» DOCUMENT EXTRACT
<<<<

# Maximus The Cat Boy Adventures



## xenales (Nov 4, 2010)

Read and enjoy at 

http://maximus.smackjeeves.com/

Don't forget to visit

http://www.erinfreelanceartist.webs.com


----------



## Asswings (Nov 4, 2010)

I couldn't even get through it.

Also that name is kind of....


----------



## Smelge (Nov 4, 2010)

Ooh. Is this something new for me to savage review?


----------



## mitchau (Nov 4, 2010)

The dialogue is terrible, and the drawings certainly won't win over any readers.


----------



## xenales (Nov 4, 2010)

Thanks for your lovely comments everyone!


----------



## Smelge (Nov 4, 2010)

*Smelge Reviews: Maximus the Cat Boy Adventures*

No. Sod it. No review. I'm not even going to... I mean, what? This is...

Okay, first off, you are advertising your comic. It has 7 pages. That is it. And they were all uploaded on the same day. Now is not the time to be going "come read my comic". More to the point, stop doing your comic. Really. I don't mean this in a nasty way. There is no need for the comic, for several reasons:

*1 - It makes no sense.*

First, you need a coherent plot. This is sort of important. You need characters people can relate to, or get to know. In 7 pages, I have no fucking clue who anybody is. I don't even know why he just happened to find a key on the ground, with the most plot-convenient tag imaginable stuck to it. Why is he having recurring dreams? How can it be a recurring dream if it's only just been wedged into the story, like an ice-pick inserted into someones skull while they waited for a bus. Foreshadowing, coherence, or something to make a little sense.

Who are these friends? Why are they running around the park like they've all got brain damage? Why does the girls entire lower body seem to be capable of 180 degree rotation on page 5? Why should we give a shit about your characters? Here they are, quick activity, plot device, dream sequence, bam. Nothing learnt, no emotion, no caring about any one of them. Even the title character hasn't actually been given any personality beyond that of a kitten in a room with a disco-ball.

You have an idea, but it is crude and unfinished. It needs to make sense, or nobody is going to care about it. And sense is pretty damn important. If it's just events happening at random, you need a stable character to comment and remark upon these events. You can't just have everything and everyone shooting in all directions avoiding actual writing.

>>>>

» WHAT IS ASKED
1. List every distinct username that posts in the Maximus comic thread.
2. Please copy the Maximus comic thread word for word from "## Asswings (Nov" up to and including "to savage review?".

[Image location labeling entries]

<<<<

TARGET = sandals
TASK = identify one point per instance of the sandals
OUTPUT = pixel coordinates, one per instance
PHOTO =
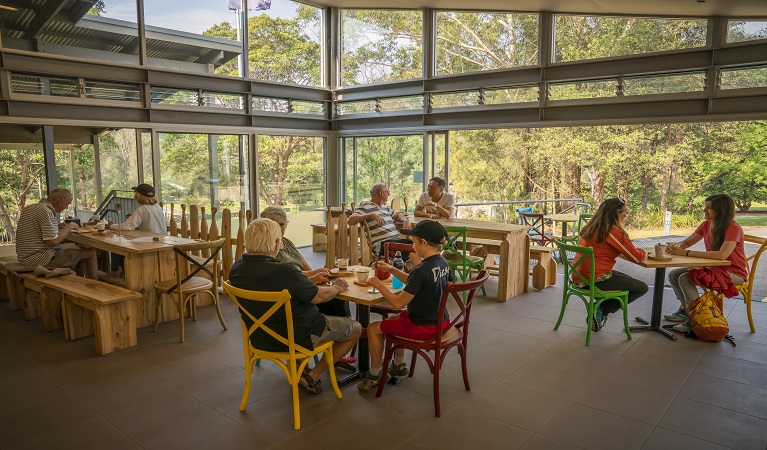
(309, 384)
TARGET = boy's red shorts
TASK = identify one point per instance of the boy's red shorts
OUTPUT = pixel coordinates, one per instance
(403, 326)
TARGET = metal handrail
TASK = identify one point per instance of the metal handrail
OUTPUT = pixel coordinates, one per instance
(543, 202)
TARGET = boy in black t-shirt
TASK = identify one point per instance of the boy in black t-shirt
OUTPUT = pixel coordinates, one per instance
(421, 295)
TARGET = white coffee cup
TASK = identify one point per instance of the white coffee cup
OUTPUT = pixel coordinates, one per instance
(362, 274)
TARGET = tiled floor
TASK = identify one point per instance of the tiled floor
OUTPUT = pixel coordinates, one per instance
(532, 388)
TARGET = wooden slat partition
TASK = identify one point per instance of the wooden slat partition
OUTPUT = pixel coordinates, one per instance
(354, 243)
(172, 225)
(330, 252)
(240, 247)
(184, 222)
(204, 231)
(366, 247)
(226, 232)
(343, 234)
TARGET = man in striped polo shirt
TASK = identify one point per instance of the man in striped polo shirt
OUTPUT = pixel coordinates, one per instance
(39, 237)
(380, 218)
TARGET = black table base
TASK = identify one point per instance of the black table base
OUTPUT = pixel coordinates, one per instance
(363, 355)
(657, 306)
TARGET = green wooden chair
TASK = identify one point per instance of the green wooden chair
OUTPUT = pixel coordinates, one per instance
(569, 240)
(582, 219)
(591, 295)
(458, 258)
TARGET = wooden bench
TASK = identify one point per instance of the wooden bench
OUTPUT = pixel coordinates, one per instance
(10, 269)
(320, 237)
(85, 307)
(544, 272)
(4, 261)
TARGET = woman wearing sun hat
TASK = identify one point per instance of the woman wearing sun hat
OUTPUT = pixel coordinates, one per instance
(148, 216)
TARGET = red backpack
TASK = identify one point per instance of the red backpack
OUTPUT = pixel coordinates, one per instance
(706, 318)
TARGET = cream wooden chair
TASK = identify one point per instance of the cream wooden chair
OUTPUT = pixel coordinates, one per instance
(747, 289)
(186, 285)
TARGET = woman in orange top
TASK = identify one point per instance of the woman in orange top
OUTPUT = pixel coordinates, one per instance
(723, 239)
(605, 234)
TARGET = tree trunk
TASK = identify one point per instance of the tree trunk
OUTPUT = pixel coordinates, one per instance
(666, 181)
(599, 187)
(703, 185)
(83, 187)
(10, 232)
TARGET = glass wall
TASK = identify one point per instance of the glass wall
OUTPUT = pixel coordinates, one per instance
(587, 37)
(291, 176)
(287, 49)
(379, 46)
(119, 160)
(746, 30)
(471, 42)
(394, 160)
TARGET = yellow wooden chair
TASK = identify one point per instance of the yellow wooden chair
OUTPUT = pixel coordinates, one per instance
(293, 361)
(186, 285)
(747, 288)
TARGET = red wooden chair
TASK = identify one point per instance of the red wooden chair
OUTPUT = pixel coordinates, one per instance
(454, 335)
(538, 234)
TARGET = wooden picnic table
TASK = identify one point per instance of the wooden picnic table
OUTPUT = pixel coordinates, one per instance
(146, 261)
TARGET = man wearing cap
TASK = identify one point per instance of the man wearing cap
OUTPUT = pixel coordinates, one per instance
(39, 237)
(421, 295)
(380, 218)
(435, 203)
(148, 216)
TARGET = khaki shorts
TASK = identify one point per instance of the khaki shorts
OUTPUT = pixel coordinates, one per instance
(336, 329)
(69, 255)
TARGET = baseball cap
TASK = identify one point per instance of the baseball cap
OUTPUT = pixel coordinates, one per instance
(433, 232)
(144, 189)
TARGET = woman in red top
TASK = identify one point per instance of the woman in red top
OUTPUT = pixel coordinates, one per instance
(605, 234)
(723, 238)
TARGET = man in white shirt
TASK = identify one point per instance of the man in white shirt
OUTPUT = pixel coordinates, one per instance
(380, 218)
(435, 203)
(39, 237)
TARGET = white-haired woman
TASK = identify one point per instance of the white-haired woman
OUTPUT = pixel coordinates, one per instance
(259, 270)
(290, 254)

>>>>

» TASK-BY-TASK RESULTS
1. xenales, Asswings, Smelge, mitchau

2.
## Asswings (Nov 4, 2010)

I couldn't even get through it.

Also that name is kind of....


----------



## Smelge (Nov 4, 2010)

Ooh. Is this something new for me to savage review?